[Brief] Convert every line of the items below into a JSON list of strings, one string per line, and leave out any blank lines.

----

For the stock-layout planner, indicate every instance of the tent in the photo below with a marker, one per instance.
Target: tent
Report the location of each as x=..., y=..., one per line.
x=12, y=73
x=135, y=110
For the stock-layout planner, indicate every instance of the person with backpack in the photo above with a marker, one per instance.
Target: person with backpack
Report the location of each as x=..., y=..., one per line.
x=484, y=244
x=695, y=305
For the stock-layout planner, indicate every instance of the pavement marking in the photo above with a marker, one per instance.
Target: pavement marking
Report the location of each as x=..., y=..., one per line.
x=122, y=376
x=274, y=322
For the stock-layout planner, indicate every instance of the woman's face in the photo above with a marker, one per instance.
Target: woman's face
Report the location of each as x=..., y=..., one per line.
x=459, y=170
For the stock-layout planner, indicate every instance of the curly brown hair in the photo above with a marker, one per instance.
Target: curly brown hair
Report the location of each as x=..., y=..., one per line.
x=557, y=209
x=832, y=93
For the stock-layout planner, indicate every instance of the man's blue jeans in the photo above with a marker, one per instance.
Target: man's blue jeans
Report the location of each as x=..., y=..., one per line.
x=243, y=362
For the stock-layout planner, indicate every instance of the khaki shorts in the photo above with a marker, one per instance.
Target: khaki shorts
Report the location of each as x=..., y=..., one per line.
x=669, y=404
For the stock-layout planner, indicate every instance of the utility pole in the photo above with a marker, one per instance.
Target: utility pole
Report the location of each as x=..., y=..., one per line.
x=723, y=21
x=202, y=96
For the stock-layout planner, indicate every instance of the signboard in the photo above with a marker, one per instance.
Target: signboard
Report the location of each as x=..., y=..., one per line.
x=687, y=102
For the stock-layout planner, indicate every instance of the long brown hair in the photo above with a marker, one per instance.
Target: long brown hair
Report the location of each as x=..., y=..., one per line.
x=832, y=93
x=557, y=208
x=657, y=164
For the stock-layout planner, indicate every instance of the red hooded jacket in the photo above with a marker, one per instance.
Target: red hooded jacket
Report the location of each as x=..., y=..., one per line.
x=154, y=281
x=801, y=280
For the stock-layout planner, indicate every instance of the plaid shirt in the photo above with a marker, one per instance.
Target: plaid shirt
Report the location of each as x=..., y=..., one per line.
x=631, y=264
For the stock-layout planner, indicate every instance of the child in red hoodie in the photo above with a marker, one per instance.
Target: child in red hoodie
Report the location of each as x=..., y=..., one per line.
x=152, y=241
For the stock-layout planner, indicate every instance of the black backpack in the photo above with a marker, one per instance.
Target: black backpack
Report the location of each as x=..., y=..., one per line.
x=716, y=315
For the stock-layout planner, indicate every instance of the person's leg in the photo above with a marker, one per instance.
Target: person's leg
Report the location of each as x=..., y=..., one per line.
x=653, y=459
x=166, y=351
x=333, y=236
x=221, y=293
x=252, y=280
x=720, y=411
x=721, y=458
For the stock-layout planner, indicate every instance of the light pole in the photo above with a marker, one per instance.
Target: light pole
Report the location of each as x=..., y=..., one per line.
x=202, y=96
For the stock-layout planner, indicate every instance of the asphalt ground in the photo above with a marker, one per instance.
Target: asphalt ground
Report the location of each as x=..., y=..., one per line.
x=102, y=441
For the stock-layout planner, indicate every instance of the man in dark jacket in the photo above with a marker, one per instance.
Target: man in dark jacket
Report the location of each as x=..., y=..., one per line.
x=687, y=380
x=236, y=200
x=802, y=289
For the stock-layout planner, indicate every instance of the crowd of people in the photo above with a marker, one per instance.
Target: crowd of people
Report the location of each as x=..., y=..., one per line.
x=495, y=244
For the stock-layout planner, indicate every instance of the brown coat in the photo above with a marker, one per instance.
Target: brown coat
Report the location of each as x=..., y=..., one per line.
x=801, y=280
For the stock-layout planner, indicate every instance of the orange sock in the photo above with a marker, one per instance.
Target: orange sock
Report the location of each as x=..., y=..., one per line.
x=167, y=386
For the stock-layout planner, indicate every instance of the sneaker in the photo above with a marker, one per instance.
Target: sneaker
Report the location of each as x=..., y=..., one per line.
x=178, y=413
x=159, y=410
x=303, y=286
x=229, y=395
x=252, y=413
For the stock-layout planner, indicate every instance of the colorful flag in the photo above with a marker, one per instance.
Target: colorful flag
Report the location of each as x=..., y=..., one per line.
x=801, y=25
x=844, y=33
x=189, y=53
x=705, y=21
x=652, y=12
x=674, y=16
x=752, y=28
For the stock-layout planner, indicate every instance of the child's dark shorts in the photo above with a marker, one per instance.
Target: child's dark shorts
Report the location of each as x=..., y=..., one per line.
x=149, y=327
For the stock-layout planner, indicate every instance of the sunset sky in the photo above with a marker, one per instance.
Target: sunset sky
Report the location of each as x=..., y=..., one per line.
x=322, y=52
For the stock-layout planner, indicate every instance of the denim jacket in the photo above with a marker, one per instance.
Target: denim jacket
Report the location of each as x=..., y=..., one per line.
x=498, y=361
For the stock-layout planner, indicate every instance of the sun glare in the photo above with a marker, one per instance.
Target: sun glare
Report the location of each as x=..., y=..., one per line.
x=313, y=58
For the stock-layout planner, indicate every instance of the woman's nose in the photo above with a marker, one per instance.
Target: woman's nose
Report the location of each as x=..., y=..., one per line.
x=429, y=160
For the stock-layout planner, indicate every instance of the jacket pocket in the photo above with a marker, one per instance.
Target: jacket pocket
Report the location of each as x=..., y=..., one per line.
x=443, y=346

----

[The response]
[
  "For the stock-layout planner, indicate every instance of the tent in the photo below with a marker, one per instance.",
  "Target: tent",
  "Report the location of each as x=..., y=..., one per line.",
  "x=12, y=73",
  "x=135, y=110",
  "For the stock-layout planner, indicate every instance of the person with backpack in the photo above with a marker, one per instance.",
  "Target: person with backpack",
  "Report the location of each as x=..., y=..., one per line.",
  "x=484, y=244",
  "x=695, y=305",
  "For the stock-layout planner, indicate every instance of the pavement marking in the photo above with a marker, one per instance.",
  "Target: pavement marking",
  "Report the location of each as x=..., y=..., one per line.",
  "x=122, y=376",
  "x=274, y=322",
  "For the stock-layout planner, indicate every instance of the woman's face in the photo above with a marker, one per instance.",
  "Target: woman's face",
  "Report the location of each as x=..., y=..., one per line.",
  "x=459, y=170",
  "For the stock-layout planner, indicate every instance of the curly brown hair in the photo above with a marker, one per instance.",
  "Target: curly brown hair",
  "Report the location of each as x=..., y=..., one per line.",
  "x=557, y=209",
  "x=832, y=93",
  "For the stock-layout planner, indicate every instance of the man's blue jeans in the photo above with a marker, one per instance.",
  "Target: man's blue jeans",
  "Report the location of each as x=..., y=..., one per line.",
  "x=243, y=362",
  "For the stock-layout planner, indicate every instance of the khaki shorts in the photo above with a marker, one per instance.",
  "Target: khaki shorts",
  "Report the location of each as x=..., y=..., one per line.",
  "x=669, y=404",
  "For the stock-layout planner, indicate every instance of the utility pole in the photo above with a marker, one per instance.",
  "Target: utility pole",
  "Report the location of each as x=..., y=..., one per line.",
  "x=723, y=21",
  "x=202, y=96",
  "For the stock-layout planner, indicate every instance of the signboard in the photo above with a marker, one per instance.",
  "Target: signboard",
  "Report the location of each as x=..., y=..., one per line.",
  "x=687, y=102",
  "For the stock-layout planner, indicate every instance of the long brown hair in the photo above with a marker, one per instance.",
  "Target: long brown hair",
  "Report the location of each as x=..., y=..., one per line.",
  "x=832, y=93",
  "x=557, y=208",
  "x=657, y=164",
  "For the stock-layout planner, indicate every instance of the red hooded jacket in the photo above with a marker, one per instance.",
  "Target: red hooded jacket",
  "Report the location of each as x=..., y=..., one per line.",
  "x=154, y=281",
  "x=801, y=280",
  "For the stock-layout planner, indicate every instance of the plaid shirt in the photo above with a marker, one per instance.",
  "Target: plaid shirt",
  "Report the location of each as x=..., y=..., one per line.",
  "x=631, y=264",
  "For the stock-layout planner, indicate every instance of the child in red hoodie in the photo above with a marker, one per instance.",
  "Target: child in red hoodie",
  "Report the location of each as x=..., y=..., one per line.",
  "x=152, y=241",
  "For the stock-layout planner, indicate every instance of the black backpack in the photo above with a marker, one per instance.",
  "Target: black backpack",
  "Report the location of each as x=..., y=..., one per line.",
  "x=716, y=315",
  "For the stock-layout planner, indicate every instance of the person's leg in the photo above with a marker, one per instance.",
  "Target: person's leg",
  "Report the location of each as x=..., y=..., one per line.",
  "x=653, y=459",
  "x=166, y=351",
  "x=333, y=236",
  "x=221, y=293",
  "x=252, y=280",
  "x=720, y=411",
  "x=721, y=458",
  "For the stock-layout planner, indicate every instance of the light pole in the photo above with a marker, one per instance.",
  "Target: light pole",
  "Report the location of each as x=..., y=..., one per line.",
  "x=202, y=96",
  "For the stock-layout planner, indicate every instance of the asphalt ground in the photo above with a marker, one per instance.",
  "Target: asphalt ground",
  "Report the location of each as x=..., y=..., one per line.",
  "x=102, y=441",
  "For the stock-layout planner, indicate every instance of the man in dark jacket in the photo above with a marker, one per instance.",
  "Target: man in dark jacket",
  "Report the location of each as x=..., y=..., one per line.",
  "x=687, y=380",
  "x=236, y=200",
  "x=802, y=289",
  "For the stock-layout planner, indicate every instance of the crowd of people in the photo above with a marker, one per instance.",
  "Target: crowd of people",
  "Report the location of each as x=..., y=..., one per line.",
  "x=495, y=244",
  "For the stock-layout planner, indicate every instance of the brown coat in the photo above with a marker, one per instance.",
  "Target: brown coat",
  "Report the location of each as x=..., y=..., one per line.",
  "x=801, y=280",
  "For the stock-layout planner, indicate every instance of the orange sock in the photo above with a marker, one per instance.",
  "Target: orange sock",
  "Report the location of each as x=..., y=..., one per line.",
  "x=167, y=386",
  "For the stock-layout planner, indicate every instance of the sneaker in the photo above with a marker, one per instance.",
  "Target: sneaker",
  "Report the location of each as x=..., y=..., one per line.",
  "x=178, y=413",
  "x=159, y=410",
  "x=303, y=286",
  "x=229, y=395",
  "x=252, y=413",
  "For the stock-layout planner, indicate every instance of the colorful flag in the photo above with a marker, one per instance.",
  "Target: colorful flag",
  "Report the location of each as x=..., y=..., one per line.",
  "x=801, y=25",
  "x=844, y=33",
  "x=189, y=53",
  "x=705, y=21",
  "x=652, y=12",
  "x=674, y=16",
  "x=752, y=28",
  "For the stock-layout planner, indicate every instance of the child's dark shorts in the photo above with a marker, one per instance.",
  "Target: child's dark shorts",
  "Report the location of each as x=..., y=..., one per line.",
  "x=149, y=327",
  "For the stock-layout planner, indicate every instance of the sunset sky in the photo above with a marker, one per instance.",
  "Target: sunset sky",
  "Report the location of each as x=..., y=..., one per line.",
  "x=322, y=52",
  "For the stock-layout planner, indicate every instance of the denim jacket in the photo above with a marker, one per instance.",
  "Target: denim jacket",
  "Report the location of each as x=..., y=..., one per line.",
  "x=498, y=361",
  "For the stock-layout planner, indicate every instance of the sun glare in the photo above with a marker, one per instance.",
  "Target: sun glare",
  "Report the location of each as x=..., y=..., one per line.",
  "x=313, y=58",
  "For the stock-layout planner, indicate every instance of the woman's nose in the photo above with a marker, one per instance.",
  "Target: woman's nose",
  "Report the location of each as x=..., y=..., one per line.",
  "x=429, y=160",
  "For the stock-layout planner, indicate every instance of the jacket pocket in the photo above with a marker, one per instance.",
  "Target: jacket pocket",
  "Report the location of each as x=..., y=..., one per line.",
  "x=443, y=346"
]